• [Descripción de la tarea] Cita sin cambios el fragmento del texto sobre la decisión de estudiar Medicina que empieza con las palabras que contienen "El lunes pasado" y acaba en "en el futuro.".

El lunes pasado hizo justo un año desde que decidí que iba a estudiar Medicina. Ya había estado rumiando la idea un tiempo, pero fue exactamente el 30 de marzo de 2019 cuando lo confirmé: si conseguía la nota, iba a estudiar Medicina. No tenía claro que fuera a ser la carrera de mi vida, no era desde luego mi vocación. Pero aquel sábado me di cuenta de que no quería no llegar a descubrirlo nunca. Aquel sábado decidí que, de entre todas las opciones, Medicina era la que más papeletas tenía para hacerme feliz.
Antes de empezar segundo de Bachillerato nunca me lo había planteado. Nunca jamás se me había pasado por la cabeza. Yo iba a estudiar Psicología. Y no porque fuese algo que hubiese deseado siempre, sino porque me parecía una carrera interesante, que podría gustarme, servirme en el futuro.
Habría estudiado Psicología, si no fuese por una clase de Biología en la que probablemente debería haber estado prestando más atención. Una compañera de clase que después se convirtió en mi amiga me preguntó que qué quería estudiar. Le dije que no lo sabía, porque aunque Psicología era la primera opción, no se sentía como la definitiva. Ella me contestó que yo parecía la típica que había querido ser médico toda la vida. Ese día de octubre me pregunté: ¿y por qué no? "Porque te da miedo la sangre.", contestó mi cerebro. Pero aquel miedo sin sentido no parecía ser una razón lo suficientemente buena para eliminar de la lista una carrera que podría ser mi carrera. Aquel miedo irracional, a vista de toda una vida haciendo algo que me gustase, parecía una cosa superable.

Elementos de una fuente de datos:

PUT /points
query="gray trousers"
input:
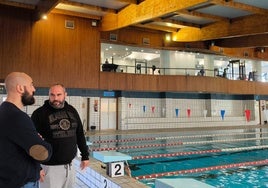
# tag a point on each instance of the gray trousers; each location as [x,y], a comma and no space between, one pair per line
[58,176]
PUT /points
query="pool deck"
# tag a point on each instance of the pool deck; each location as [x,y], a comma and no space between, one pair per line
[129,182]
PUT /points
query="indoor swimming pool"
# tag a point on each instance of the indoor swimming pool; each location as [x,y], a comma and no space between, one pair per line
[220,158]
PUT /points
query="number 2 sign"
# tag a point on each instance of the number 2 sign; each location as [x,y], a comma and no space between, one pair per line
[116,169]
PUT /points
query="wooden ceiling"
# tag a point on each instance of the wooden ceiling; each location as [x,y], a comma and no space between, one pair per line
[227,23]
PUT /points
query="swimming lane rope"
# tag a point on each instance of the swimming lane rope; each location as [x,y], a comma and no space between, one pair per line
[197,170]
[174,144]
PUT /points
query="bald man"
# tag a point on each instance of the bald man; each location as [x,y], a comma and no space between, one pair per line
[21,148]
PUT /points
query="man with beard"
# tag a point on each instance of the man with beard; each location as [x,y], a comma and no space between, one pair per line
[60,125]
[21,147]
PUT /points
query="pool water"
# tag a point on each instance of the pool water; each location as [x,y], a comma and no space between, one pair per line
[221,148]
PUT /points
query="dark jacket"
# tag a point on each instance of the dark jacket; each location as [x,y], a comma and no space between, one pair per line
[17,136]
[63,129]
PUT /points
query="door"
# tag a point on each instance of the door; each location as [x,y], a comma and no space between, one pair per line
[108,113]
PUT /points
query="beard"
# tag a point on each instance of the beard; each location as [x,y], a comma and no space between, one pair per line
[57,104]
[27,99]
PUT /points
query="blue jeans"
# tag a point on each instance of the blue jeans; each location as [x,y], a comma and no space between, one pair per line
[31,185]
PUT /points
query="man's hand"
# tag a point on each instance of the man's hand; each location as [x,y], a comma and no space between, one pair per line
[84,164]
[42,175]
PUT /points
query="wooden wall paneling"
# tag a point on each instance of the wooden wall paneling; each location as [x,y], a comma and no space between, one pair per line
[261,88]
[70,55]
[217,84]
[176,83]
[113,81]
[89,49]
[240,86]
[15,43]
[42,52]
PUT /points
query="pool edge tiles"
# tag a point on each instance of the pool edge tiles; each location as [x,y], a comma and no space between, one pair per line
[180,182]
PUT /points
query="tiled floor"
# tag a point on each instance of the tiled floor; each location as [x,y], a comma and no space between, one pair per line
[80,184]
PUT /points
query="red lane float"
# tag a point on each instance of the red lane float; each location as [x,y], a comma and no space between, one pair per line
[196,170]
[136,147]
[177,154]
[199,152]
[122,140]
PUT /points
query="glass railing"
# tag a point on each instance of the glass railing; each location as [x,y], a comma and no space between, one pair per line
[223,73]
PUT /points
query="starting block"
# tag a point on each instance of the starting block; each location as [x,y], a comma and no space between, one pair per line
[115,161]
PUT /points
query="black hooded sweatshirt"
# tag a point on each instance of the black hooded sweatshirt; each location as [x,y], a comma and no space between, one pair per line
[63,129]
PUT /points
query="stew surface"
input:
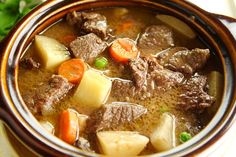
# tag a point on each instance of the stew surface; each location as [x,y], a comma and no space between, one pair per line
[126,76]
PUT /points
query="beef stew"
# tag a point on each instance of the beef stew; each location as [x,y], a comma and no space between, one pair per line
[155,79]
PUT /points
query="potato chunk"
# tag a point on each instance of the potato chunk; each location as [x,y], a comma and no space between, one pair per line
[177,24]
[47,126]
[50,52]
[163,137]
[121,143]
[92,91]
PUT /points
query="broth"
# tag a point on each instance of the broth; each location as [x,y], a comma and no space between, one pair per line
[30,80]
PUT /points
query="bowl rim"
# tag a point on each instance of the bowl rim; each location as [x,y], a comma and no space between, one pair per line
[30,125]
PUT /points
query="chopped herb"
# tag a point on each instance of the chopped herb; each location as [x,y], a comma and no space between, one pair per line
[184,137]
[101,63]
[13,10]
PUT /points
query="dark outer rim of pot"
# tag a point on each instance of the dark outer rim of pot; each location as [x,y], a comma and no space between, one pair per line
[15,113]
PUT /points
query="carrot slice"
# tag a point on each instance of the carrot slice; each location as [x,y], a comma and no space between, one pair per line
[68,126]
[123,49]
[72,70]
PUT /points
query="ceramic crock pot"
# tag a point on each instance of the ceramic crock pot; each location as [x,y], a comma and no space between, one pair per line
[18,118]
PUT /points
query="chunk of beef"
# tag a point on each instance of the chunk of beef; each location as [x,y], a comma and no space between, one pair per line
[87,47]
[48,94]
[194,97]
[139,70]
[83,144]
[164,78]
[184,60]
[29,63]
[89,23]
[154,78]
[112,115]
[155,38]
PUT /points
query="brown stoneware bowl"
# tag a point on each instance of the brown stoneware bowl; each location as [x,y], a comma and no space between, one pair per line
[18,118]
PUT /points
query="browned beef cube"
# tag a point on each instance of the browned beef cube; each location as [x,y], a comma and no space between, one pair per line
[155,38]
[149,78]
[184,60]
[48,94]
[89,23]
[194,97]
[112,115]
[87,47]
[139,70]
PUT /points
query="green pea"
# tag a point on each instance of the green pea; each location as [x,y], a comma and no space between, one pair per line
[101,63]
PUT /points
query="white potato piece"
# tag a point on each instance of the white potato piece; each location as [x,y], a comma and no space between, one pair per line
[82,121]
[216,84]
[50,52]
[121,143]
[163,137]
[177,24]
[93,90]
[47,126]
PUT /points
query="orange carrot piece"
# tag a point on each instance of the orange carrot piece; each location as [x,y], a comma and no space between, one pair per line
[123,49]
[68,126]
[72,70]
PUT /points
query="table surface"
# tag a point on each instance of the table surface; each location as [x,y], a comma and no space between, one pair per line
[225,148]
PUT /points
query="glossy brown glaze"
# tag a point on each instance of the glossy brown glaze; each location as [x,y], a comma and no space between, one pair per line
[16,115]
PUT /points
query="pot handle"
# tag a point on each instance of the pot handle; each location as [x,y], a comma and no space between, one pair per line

==

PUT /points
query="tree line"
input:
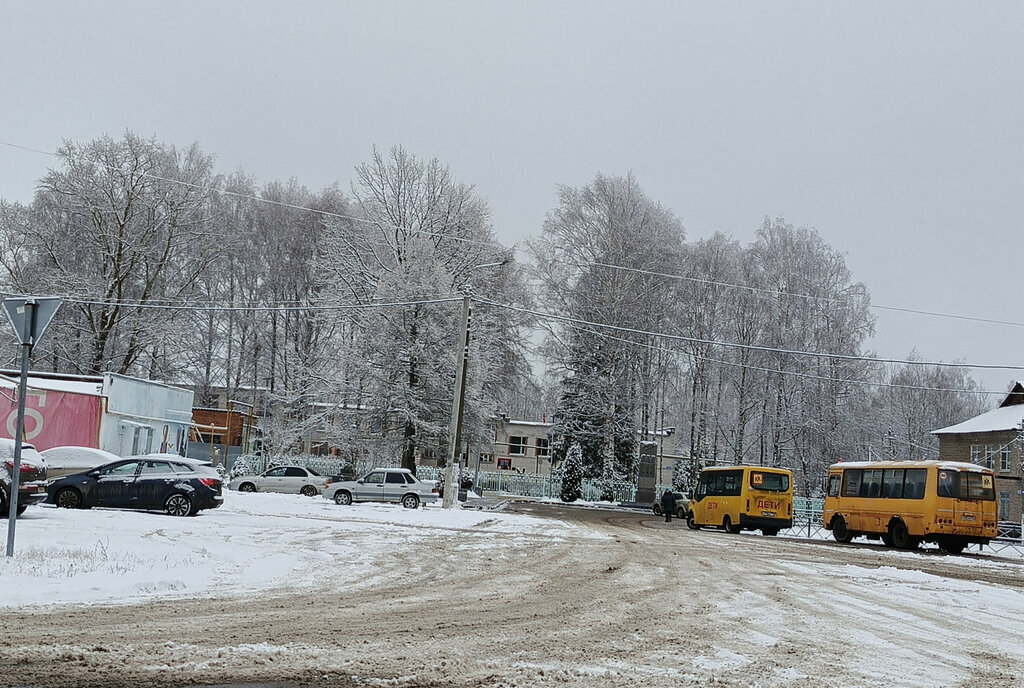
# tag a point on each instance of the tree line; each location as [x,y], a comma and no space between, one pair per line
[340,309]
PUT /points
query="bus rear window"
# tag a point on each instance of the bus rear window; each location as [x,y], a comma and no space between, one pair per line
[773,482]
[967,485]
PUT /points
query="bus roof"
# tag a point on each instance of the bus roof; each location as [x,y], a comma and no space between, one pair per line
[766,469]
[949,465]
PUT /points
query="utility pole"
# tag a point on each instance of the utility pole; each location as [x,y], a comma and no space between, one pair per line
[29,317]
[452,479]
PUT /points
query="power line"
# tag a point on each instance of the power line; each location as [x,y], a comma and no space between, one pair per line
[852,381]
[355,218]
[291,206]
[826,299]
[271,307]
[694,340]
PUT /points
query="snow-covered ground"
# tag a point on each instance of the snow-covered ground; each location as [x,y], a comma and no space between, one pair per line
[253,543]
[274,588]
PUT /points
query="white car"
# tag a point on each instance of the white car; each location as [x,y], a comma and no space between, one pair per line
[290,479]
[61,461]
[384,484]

...

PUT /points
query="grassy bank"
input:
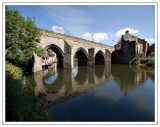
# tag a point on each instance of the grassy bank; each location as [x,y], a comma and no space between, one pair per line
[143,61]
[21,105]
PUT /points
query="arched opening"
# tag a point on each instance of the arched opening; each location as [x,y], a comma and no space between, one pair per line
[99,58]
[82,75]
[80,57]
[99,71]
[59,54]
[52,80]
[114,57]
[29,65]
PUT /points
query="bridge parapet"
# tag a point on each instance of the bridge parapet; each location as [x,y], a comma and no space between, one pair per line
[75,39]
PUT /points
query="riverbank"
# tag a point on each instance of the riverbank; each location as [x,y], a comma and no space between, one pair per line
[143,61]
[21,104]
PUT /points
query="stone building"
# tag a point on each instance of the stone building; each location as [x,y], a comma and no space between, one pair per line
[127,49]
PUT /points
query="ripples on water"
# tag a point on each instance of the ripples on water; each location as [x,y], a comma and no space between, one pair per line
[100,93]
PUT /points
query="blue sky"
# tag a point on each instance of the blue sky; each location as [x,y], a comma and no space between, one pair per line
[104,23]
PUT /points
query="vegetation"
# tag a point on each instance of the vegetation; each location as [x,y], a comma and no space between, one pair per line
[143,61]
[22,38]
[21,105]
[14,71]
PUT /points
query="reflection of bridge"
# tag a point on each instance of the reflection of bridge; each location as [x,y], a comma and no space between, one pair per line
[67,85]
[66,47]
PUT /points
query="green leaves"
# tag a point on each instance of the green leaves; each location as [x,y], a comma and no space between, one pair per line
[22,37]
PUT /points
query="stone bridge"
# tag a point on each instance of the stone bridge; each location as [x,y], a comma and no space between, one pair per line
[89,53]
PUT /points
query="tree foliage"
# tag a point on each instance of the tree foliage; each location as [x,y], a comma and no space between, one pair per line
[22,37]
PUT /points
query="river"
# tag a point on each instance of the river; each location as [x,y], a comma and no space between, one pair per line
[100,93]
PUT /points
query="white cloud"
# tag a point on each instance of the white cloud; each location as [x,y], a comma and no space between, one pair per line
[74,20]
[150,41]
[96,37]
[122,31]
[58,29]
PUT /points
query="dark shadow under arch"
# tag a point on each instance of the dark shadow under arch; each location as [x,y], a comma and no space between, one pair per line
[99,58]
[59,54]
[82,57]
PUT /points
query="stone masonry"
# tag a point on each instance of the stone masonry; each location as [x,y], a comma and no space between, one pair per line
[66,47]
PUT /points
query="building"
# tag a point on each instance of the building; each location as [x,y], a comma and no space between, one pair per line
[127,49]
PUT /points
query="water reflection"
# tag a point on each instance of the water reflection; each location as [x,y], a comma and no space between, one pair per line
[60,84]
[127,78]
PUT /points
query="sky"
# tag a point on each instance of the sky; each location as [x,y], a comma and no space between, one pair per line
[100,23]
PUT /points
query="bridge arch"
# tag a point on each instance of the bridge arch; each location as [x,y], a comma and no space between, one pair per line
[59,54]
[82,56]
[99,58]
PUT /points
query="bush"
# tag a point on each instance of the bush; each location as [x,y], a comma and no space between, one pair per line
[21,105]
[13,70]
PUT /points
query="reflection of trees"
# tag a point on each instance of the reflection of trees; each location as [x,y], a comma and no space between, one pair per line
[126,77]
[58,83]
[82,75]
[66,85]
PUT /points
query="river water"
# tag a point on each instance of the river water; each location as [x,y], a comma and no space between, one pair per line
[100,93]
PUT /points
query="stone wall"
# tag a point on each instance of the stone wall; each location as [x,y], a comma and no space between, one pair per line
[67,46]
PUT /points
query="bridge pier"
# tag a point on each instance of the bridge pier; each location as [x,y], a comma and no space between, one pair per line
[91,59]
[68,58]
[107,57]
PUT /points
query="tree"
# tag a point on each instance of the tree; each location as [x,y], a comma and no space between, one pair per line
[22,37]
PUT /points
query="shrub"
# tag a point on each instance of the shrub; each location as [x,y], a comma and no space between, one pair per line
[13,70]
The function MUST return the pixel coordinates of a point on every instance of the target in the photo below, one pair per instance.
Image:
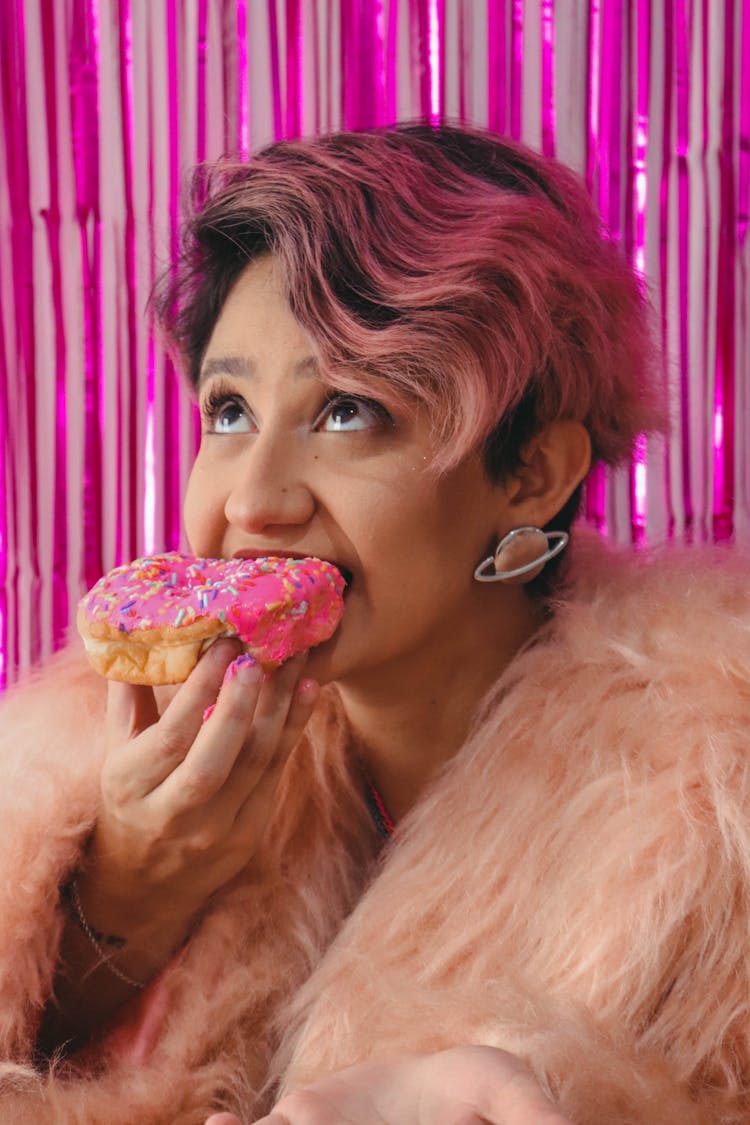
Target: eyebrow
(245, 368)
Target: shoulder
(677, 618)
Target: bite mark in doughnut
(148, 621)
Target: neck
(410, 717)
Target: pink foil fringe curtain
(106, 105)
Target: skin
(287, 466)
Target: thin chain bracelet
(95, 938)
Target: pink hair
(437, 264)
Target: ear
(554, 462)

• [Resultado de la tarea]
El lunes pasado hizo justo un año desde que decidí que iba a estudiar Medicina. Ya había estado rumiando la idea un tiempo, pero fue exactamente el 30 de marzo de 2019 cuando lo confirmé: si conseguía la nota, iba a estudiar Medicina. No tenía claro que fuera a ser la carrera de mi vida, no era desde luego mi vocación. Pero aquel sábado me di cuenta de que no quería no llegar a descubrirlo nunca. Aquel sábado decidí que, de entre todas las opciones, Medicina era la que más papeletas tenía para hacerme feliz.
Antes de empezar segundo de Bachillerato nunca me lo había planteado. Nunca jamás se me había pasado por la cabeza. Yo iba a estudiar Psicología. Y no porque fuese algo que hubiese deseado siempre, sino porque me parecía una carrera interesante, que podría gustarme, servirme en el futuro.